======== Records for this exercise ========

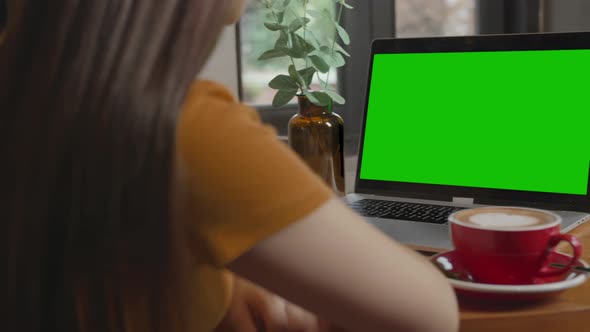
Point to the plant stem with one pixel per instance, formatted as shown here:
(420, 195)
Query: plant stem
(290, 57)
(334, 41)
(304, 29)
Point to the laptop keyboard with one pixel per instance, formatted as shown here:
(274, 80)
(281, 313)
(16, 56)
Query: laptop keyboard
(436, 214)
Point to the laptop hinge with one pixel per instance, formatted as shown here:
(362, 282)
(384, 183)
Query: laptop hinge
(463, 200)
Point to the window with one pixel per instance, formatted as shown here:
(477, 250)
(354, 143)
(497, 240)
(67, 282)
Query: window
(369, 20)
(425, 18)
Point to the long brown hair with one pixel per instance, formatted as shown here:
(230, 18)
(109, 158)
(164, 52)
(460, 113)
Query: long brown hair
(89, 97)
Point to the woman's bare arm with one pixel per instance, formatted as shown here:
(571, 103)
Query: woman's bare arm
(335, 264)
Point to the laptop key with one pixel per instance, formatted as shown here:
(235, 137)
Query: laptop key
(418, 212)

========

- _Your objective_: Could you rewrite all the records above with every "window" changed to "glass pane" and everything else left as it is? Leave the pictures out.

- _The answer_:
Point to the plant stem with one pixel per instance, formatted as shown here:
(420, 195)
Query: plant stem
(290, 57)
(334, 41)
(304, 29)
Point to the laptop keyboard with one pixel per instance, formatted as shown here:
(274, 80)
(281, 313)
(16, 56)
Query: laptop keyboard
(436, 214)
Point to the laptop hinge with one pixel per instance, formatted as shown here:
(362, 282)
(384, 183)
Query: laptop hinge
(463, 200)
Point to the glass pane with one pixel per instance, formatted as shown here:
(477, 250)
(354, 143)
(497, 240)
(67, 282)
Query: glass pane
(369, 20)
(425, 18)
Point to the long brown hair with one pixel per instance, formatted as shown here:
(230, 18)
(109, 158)
(164, 52)
(460, 113)
Query: long brown hair
(89, 97)
Point to the woman's bare arm with one pixel per instance, formatted as shown here:
(571, 103)
Query: woman's bare arm
(335, 264)
Point to the laptop key with one pixel per instance, formatted as shown here:
(235, 137)
Query: laptop key
(418, 212)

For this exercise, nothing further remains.